## 問題
以下の記録をすべて、一字一句変えずにそのまま書き返すこと。

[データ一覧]
---
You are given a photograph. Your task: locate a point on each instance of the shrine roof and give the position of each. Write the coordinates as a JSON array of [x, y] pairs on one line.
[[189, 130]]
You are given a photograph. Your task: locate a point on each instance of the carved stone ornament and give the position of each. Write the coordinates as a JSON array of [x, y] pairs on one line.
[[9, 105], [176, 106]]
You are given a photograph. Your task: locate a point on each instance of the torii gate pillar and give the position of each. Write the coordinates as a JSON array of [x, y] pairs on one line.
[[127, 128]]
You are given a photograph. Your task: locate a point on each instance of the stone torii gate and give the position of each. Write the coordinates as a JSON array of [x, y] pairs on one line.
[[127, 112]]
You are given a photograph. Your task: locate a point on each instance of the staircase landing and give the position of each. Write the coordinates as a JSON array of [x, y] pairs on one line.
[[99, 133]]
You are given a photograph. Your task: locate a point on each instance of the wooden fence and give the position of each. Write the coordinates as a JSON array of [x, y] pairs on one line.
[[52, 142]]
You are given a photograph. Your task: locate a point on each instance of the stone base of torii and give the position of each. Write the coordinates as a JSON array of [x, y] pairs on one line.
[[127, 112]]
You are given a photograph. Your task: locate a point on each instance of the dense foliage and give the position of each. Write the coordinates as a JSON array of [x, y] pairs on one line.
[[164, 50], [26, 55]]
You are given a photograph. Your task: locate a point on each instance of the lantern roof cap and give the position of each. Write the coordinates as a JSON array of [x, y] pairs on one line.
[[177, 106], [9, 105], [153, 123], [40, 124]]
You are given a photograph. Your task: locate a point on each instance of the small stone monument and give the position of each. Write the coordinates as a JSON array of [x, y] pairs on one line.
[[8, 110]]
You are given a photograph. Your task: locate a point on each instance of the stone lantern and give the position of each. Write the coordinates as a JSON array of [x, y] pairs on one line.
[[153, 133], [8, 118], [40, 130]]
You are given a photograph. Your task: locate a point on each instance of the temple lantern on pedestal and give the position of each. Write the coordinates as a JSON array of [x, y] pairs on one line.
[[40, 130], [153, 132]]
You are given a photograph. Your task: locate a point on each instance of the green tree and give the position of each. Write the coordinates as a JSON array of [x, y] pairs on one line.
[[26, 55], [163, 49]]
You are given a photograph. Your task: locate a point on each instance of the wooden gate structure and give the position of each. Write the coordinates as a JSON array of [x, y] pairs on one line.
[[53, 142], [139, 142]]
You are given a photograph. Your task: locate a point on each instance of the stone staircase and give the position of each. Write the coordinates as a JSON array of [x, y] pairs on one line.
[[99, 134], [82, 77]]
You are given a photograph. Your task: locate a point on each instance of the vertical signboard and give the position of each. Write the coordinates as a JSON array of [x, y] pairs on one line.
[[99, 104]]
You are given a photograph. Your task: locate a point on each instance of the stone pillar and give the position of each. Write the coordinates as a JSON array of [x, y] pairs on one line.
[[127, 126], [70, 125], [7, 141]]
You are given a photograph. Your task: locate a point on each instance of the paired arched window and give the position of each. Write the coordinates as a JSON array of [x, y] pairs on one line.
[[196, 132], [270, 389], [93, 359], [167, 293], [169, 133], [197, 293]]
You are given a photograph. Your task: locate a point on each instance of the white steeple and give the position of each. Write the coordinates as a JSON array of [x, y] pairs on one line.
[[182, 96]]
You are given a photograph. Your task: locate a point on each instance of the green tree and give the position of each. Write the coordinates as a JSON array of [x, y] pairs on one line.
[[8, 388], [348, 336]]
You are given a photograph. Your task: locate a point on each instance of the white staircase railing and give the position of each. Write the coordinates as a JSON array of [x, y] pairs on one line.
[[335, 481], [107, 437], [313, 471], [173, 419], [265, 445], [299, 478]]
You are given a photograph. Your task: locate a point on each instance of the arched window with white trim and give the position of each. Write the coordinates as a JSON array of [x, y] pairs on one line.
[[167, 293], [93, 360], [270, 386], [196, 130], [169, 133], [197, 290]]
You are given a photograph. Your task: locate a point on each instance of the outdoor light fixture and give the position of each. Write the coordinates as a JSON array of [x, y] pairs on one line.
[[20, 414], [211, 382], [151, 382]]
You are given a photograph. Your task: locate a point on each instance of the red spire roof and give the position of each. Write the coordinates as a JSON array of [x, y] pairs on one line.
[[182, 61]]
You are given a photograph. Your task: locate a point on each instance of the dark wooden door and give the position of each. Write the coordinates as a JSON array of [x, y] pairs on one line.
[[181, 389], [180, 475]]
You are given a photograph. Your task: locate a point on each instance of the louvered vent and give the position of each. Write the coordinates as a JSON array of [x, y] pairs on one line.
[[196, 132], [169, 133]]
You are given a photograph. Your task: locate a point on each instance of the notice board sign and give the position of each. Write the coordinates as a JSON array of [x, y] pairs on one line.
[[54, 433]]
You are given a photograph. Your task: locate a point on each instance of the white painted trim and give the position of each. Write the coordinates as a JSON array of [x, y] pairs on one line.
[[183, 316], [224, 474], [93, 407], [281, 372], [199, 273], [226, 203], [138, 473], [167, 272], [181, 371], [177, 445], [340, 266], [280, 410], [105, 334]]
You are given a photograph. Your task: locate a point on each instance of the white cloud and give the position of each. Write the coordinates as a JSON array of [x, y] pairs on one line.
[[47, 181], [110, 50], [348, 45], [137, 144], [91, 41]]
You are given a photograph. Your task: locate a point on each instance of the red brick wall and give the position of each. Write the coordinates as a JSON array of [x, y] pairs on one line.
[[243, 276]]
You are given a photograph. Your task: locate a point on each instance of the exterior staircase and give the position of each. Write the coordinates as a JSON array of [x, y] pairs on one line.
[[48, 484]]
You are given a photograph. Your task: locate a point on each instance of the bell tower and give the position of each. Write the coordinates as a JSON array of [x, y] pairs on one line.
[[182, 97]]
---
## 記述解答
You are given a photograph. Your task: locate a point on each instance of the shrine roof and give the position of each. Write the coordinates as a JSON array of [x, y] pairs on one line.
[[189, 130]]
You are given a photograph. Your task: locate a point on each instance of the carved stone ornament and give the position of each. Write the coordinates as a JSON array of [x, y] pairs on one line.
[[9, 105], [176, 106]]
You are given a photograph. Your task: locate a point on each instance of the torii gate pillar and give the position of each. Write the coordinates as a JSON array of [x, y] pairs on one line.
[[127, 128]]
You are given a photograph. Your task: locate a point on each instance of the stone torii gate and give the position of each. Write the coordinates as a JSON array of [x, y] pairs on one line.
[[127, 112]]
You are given a photograph. Your task: locate a point on each instance of the staircase landing and give the position of each. Write the coordinates as a JSON array of [x, y] pairs on one line.
[[99, 133]]
You are given a photograph. Your task: locate a point on each instance of the wooden fence and give the position of each. Write the coordinates as a JSON array of [x, y] pairs on one line.
[[52, 142]]
You are given a photograph. Your task: locate a point on each instance of the stone base of torii and give the position of each. Write the coordinates as a JSON array of [x, y] pairs on one line.
[[127, 112]]
You are given a photograph. Your task: locate a point on each instance of the dense foliage and give the position of each. Write the coordinates as a JSON array of [x, y] pairs on one line.
[[164, 50], [26, 55]]
You are given a photograph. Your task: locate a point on each instance of the lantern roof cap and give the position of each. Write the coordinates as a JSON array of [x, y] pairs on one line.
[[177, 106], [9, 105], [153, 123], [40, 124]]
You are given a photograph. Your task: locate a point on each instance of the small stone monument and give the position of each. Write the coordinates as a JSON array of [x, y] pairs on one line.
[[8, 110]]
You are given a photograph. Your task: locate a point on each instance of the stone lantern and give the position of each. Write the coordinates as a JSON array of [x, y] pairs on one line.
[[153, 133], [8, 118], [40, 130]]
You are given a photograph. Your task: locate a point on each instance of the temple lantern on pedestal and give the position of each. Write the coordinates as a JSON array of [x, y] pairs on one line.
[[40, 130], [153, 132]]
You are given a photograph. Your task: locate a point on each instance of the green tree and give the position of each. Write the coordinates as a JSON array of [x, y] pairs on one line.
[[26, 55], [163, 49]]
You are given a photograph. Your task: locate a point on each instance of the wooden gate structure and give the position of each. Write the coordinates as a JSON array of [x, y] pairs on one line.
[[53, 142], [139, 142]]
You are given a photograph. Your task: locate a point on each instance of the stone staircase and give the position of each. Write the coordinates as a JSON array of [x, y] pairs on one line.
[[99, 134], [82, 77]]
You are given a photograph. Your task: locate a point on each instance of the vertical signboard and give the position of each. Write the coordinates as a JSON array of [x, y] pairs on one line.
[[99, 104]]
You are given a photograph. Your task: locate a point on each instance of the stone pillar and give the position of each. Write the coordinates as a JSON array of [x, y] pairs on one line.
[[127, 126], [70, 125], [7, 141]]
You are given a photograph. Your task: locate a point on each instance of the paired arched window and give the position of each. Write the coordinates as a JSON array of [x, y] pairs on one line.
[[196, 132], [270, 389], [93, 359], [167, 293], [169, 133], [197, 293]]
You are given a photograph. Your task: locate a point on each instance of the white steeple and give the position of each. Write the coordinates as a JSON array of [x, y] pairs on one line.
[[182, 96]]
You are given a photograph. Your task: locate a point on each instance of the green tree and give the position of each. Write the coordinates as a JSON array of [x, y] pairs on one line.
[[8, 388], [348, 336]]
You are given a photograph. Your task: locate a point on each instance of the white staircase railing and give the position of each. Write the coordinates as a JSON array of [x, y] pairs on one line.
[[335, 481], [107, 437], [313, 471], [173, 419], [265, 445], [299, 478]]
You are given a photograph. Your task: locate a point on each instance of the arched window with white trim and give the position of each. Write the coordinates as a JSON array of [x, y] pairs on one line.
[[167, 293], [93, 360], [270, 386], [196, 130], [169, 133], [197, 290]]
You are given a photograph. Your task: locate a point on each instance of the outdoor light fixture and give the position of each. Write the coordinates as a JSON array of [x, y] pairs on one line.
[[20, 414], [211, 382], [151, 382]]
You are given a photograph. Your task: locate a point on each instance of the red spire roof and give the position of each. Write the coordinates as a JSON array of [x, y] pairs on one line.
[[182, 61]]
You are given a photograph. Your task: locate a point on each instance of the dark wooden door and give the position of each. Write the coordinates as a JSON array of [x, y] pairs on one line.
[[181, 389], [180, 475]]
You are given a photograph. Your task: locate a point on each instance of the louvered vent and give the position of each. Write the coordinates as a JSON array of [x, y] pairs on one line.
[[196, 132], [169, 133]]
You are given a photograph. Your task: locate a point on each instance of the notice board sign and give the position of each. Write the coordinates as a JSON array of [x, y] pairs on one line.
[[54, 433]]
You are given a photograph. Your task: locate a point on each instance of the white painted trim and give the position of each. Write the coordinates as a JSON array of [x, y] pairs on one line.
[[183, 316], [224, 474], [93, 407], [281, 372], [199, 273], [226, 203], [138, 473], [167, 272], [181, 371], [177, 445], [340, 266], [280, 410], [105, 334]]
You are given a photograph. Your task: locate a point on each instance of the white cloud and give the position of each. Write the coordinates as a JSON array of [x, y] pairs on one line.
[[47, 181], [110, 50], [348, 45], [137, 144], [91, 41]]
You are given a photograph. Your task: locate a point on each instance of the red brick wall and give the position of each. Write the coordinates as a JSON array of [x, y] pairs on one line.
[[243, 276]]
You are given a photograph. Your task: locate a point on each instance of the exterior staircase and give the position of each. Write the coordinates as a JSON array of [x, y] pairs on one line.
[[48, 484]]
You are given a photograph. Your task: locate a point on each instance of the bell tower and give the position of each. Write the coordinates as a JSON array of [x, y] pairs on one line.
[[182, 97]]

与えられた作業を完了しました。